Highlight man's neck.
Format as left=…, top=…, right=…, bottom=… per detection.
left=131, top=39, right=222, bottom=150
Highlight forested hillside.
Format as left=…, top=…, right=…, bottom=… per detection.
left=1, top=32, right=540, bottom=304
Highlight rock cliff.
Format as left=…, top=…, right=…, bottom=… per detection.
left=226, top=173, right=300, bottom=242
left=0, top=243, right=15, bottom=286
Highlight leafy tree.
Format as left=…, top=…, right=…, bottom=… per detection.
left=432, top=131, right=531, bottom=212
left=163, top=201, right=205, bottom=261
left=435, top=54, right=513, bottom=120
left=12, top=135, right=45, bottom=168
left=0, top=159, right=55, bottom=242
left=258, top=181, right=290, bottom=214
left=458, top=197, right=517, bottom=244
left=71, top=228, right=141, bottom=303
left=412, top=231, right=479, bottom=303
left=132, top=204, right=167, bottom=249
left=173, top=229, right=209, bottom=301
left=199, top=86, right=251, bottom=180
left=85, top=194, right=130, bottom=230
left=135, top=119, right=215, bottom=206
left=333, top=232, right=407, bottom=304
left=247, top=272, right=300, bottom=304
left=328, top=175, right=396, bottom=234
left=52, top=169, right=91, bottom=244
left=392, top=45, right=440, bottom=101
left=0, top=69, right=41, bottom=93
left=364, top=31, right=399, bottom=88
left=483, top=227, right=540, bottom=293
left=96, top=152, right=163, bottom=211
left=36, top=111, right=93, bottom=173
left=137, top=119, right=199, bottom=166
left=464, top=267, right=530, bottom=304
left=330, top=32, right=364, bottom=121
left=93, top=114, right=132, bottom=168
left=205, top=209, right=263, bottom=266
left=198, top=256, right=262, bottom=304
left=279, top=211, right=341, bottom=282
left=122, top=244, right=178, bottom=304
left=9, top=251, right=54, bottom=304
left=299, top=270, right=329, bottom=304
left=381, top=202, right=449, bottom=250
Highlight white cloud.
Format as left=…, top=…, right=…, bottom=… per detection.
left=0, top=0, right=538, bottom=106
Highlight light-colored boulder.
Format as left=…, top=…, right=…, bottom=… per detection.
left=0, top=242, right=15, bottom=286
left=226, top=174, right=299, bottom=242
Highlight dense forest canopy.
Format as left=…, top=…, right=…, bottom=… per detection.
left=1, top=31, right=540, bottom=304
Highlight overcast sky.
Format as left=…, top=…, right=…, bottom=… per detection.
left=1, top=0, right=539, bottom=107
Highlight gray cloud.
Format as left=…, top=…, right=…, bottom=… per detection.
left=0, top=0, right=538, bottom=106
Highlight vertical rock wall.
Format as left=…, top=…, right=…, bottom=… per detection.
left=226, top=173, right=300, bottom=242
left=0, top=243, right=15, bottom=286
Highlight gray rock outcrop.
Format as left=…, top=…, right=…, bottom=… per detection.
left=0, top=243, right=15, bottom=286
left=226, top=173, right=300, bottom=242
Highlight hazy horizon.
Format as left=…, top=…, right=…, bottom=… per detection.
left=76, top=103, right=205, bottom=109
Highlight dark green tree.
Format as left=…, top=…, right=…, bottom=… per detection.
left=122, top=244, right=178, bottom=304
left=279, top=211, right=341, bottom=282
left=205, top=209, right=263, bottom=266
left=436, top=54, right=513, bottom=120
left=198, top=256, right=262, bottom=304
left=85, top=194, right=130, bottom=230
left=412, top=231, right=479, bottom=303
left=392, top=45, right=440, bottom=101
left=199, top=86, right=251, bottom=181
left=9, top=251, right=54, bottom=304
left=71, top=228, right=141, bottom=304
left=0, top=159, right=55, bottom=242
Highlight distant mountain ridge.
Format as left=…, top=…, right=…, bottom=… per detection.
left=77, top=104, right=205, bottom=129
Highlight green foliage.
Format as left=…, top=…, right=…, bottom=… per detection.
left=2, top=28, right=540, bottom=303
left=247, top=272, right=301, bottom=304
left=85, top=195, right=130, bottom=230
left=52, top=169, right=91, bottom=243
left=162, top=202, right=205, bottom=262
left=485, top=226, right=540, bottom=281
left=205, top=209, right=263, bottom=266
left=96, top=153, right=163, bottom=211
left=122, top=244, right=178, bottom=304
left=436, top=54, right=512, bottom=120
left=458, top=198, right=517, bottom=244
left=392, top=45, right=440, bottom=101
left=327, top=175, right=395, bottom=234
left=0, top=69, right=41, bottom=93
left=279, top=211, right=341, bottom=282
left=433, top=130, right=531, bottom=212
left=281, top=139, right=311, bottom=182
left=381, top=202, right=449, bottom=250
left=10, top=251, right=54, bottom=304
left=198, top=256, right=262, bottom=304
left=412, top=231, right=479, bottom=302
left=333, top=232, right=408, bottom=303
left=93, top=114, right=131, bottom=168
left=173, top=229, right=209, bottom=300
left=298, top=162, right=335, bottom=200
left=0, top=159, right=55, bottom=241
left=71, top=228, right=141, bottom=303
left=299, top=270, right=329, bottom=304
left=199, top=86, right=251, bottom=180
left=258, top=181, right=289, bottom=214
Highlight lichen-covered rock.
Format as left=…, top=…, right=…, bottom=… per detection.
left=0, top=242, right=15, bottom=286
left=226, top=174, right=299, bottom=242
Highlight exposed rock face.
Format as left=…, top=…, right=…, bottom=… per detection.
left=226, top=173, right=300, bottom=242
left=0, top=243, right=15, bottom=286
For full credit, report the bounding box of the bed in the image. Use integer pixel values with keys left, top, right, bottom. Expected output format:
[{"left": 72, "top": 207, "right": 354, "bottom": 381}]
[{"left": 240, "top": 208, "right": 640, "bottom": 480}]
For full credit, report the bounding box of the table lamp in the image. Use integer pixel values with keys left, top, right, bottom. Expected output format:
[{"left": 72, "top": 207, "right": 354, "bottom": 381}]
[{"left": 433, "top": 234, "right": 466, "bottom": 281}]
::::::::::
Required work →
All entries are to be reproduced verbatim, with none omitted.

Task result →
Highlight man's neck.
Format as left=…, top=…, right=…, bottom=… per detection.
left=131, top=39, right=222, bottom=150
Highlight forested hillside.
Format as left=…, top=…, right=…, bottom=… per detection.
left=1, top=32, right=540, bottom=304
Highlight rock cliff.
Format as left=…, top=…, right=…, bottom=… per detection.
left=226, top=173, right=300, bottom=242
left=0, top=243, right=15, bottom=286
Highlight leafy tree.
Format as left=…, top=…, right=…, bottom=… per detection.
left=432, top=131, right=531, bottom=212
left=163, top=201, right=205, bottom=261
left=435, top=54, right=513, bottom=120
left=12, top=135, right=45, bottom=168
left=0, top=159, right=55, bottom=242
left=258, top=181, right=290, bottom=214
left=458, top=197, right=517, bottom=244
left=71, top=228, right=141, bottom=303
left=412, top=231, right=479, bottom=303
left=132, top=204, right=167, bottom=249
left=173, top=229, right=209, bottom=301
left=199, top=86, right=251, bottom=180
left=85, top=194, right=130, bottom=230
left=135, top=119, right=215, bottom=206
left=333, top=232, right=407, bottom=304
left=247, top=272, right=300, bottom=304
left=328, top=175, right=396, bottom=234
left=52, top=169, right=91, bottom=244
left=392, top=45, right=440, bottom=101
left=0, top=69, right=41, bottom=93
left=364, top=31, right=399, bottom=88
left=483, top=227, right=540, bottom=293
left=96, top=152, right=163, bottom=211
left=36, top=111, right=93, bottom=173
left=137, top=119, right=199, bottom=166
left=464, top=267, right=530, bottom=304
left=330, top=32, right=364, bottom=121
left=93, top=114, right=132, bottom=168
left=205, top=209, right=263, bottom=266
left=198, top=256, right=262, bottom=304
left=279, top=211, right=341, bottom=282
left=122, top=244, right=178, bottom=304
left=9, top=251, right=54, bottom=304
left=299, top=270, right=329, bottom=304
left=381, top=202, right=449, bottom=250
Highlight white cloud.
Format as left=…, top=…, right=…, bottom=… per detection.
left=0, top=0, right=538, bottom=106
Highlight light-colored boulder.
Format as left=…, top=…, right=…, bottom=… per detection.
left=0, top=242, right=15, bottom=286
left=226, top=174, right=299, bottom=242
Highlight dense forest canopy.
Format as left=…, top=…, right=…, bottom=… per detection.
left=1, top=31, right=540, bottom=304
Highlight overcast sky.
Format as left=…, top=…, right=…, bottom=… per detection.
left=1, top=0, right=539, bottom=107
Highlight gray cloud.
Format as left=…, top=…, right=…, bottom=… per detection.
left=0, top=0, right=538, bottom=106
Highlight vertical rock wall.
Format as left=…, top=…, right=…, bottom=… per detection.
left=226, top=173, right=300, bottom=242
left=0, top=243, right=15, bottom=286
Highlight gray rock outcrop.
Format as left=…, top=…, right=…, bottom=… per detection.
left=0, top=243, right=15, bottom=286
left=226, top=173, right=300, bottom=242
Highlight hazy horizon.
Format as left=…, top=…, right=…, bottom=… per detection.
left=76, top=103, right=205, bottom=109
Highlight dark green tree.
Format as left=…, top=…, right=…, bottom=… per detection.
left=122, top=244, right=178, bottom=304
left=279, top=211, right=341, bottom=282
left=205, top=209, right=263, bottom=266
left=436, top=54, right=513, bottom=120
left=198, top=256, right=262, bottom=304
left=85, top=194, right=130, bottom=230
left=412, top=231, right=479, bottom=303
left=392, top=45, right=440, bottom=101
left=199, top=86, right=251, bottom=181
left=9, top=251, right=54, bottom=304
left=71, top=228, right=141, bottom=304
left=0, top=159, right=55, bottom=242
Highlight distant mountain ridge.
Format as left=…, top=…, right=…, bottom=… per detection.
left=77, top=104, right=205, bottom=129
Highlight green foliage.
Format as left=…, top=…, right=…, bottom=… per detection.
left=2, top=28, right=540, bottom=303
left=247, top=272, right=301, bottom=304
left=85, top=195, right=130, bottom=230
left=52, top=169, right=91, bottom=243
left=162, top=202, right=205, bottom=262
left=485, top=226, right=540, bottom=281
left=205, top=209, right=263, bottom=266
left=96, top=153, right=163, bottom=211
left=122, top=244, right=178, bottom=304
left=436, top=54, right=512, bottom=120
left=458, top=198, right=517, bottom=244
left=392, top=45, right=440, bottom=101
left=327, top=175, right=395, bottom=234
left=0, top=69, right=41, bottom=93
left=279, top=211, right=341, bottom=282
left=433, top=130, right=531, bottom=212
left=281, top=139, right=311, bottom=182
left=381, top=202, right=449, bottom=250
left=10, top=251, right=54, bottom=304
left=198, top=256, right=262, bottom=304
left=412, top=231, right=479, bottom=302
left=333, top=232, right=408, bottom=303
left=93, top=114, right=131, bottom=168
left=173, top=229, right=209, bottom=300
left=298, top=162, right=335, bottom=200
left=0, top=159, right=55, bottom=241
left=71, top=228, right=141, bottom=303
left=299, top=270, right=329, bottom=304
left=199, top=86, right=251, bottom=180
left=258, top=181, right=289, bottom=214
Highlight lichen-covered rock.
Format as left=…, top=…, right=…, bottom=… per detection.
left=0, top=242, right=15, bottom=286
left=226, top=174, right=299, bottom=242
Highlight exposed rock face.
Format as left=…, top=…, right=…, bottom=… per detection.
left=226, top=173, right=300, bottom=242
left=0, top=243, right=15, bottom=286
For full credit, report the bounding box of the bed in the image. Use integer pixel values with keys left, top, right, bottom. Expected output format:
[{"left": 72, "top": 207, "right": 354, "bottom": 381}]
[{"left": 240, "top": 208, "right": 640, "bottom": 480}]
For full credit, report the bounding box of the table lamp in the image. Use integer pixel values with keys left, top, right, bottom. Expected output format:
[{"left": 72, "top": 207, "right": 354, "bottom": 381}]
[{"left": 433, "top": 234, "right": 466, "bottom": 281}]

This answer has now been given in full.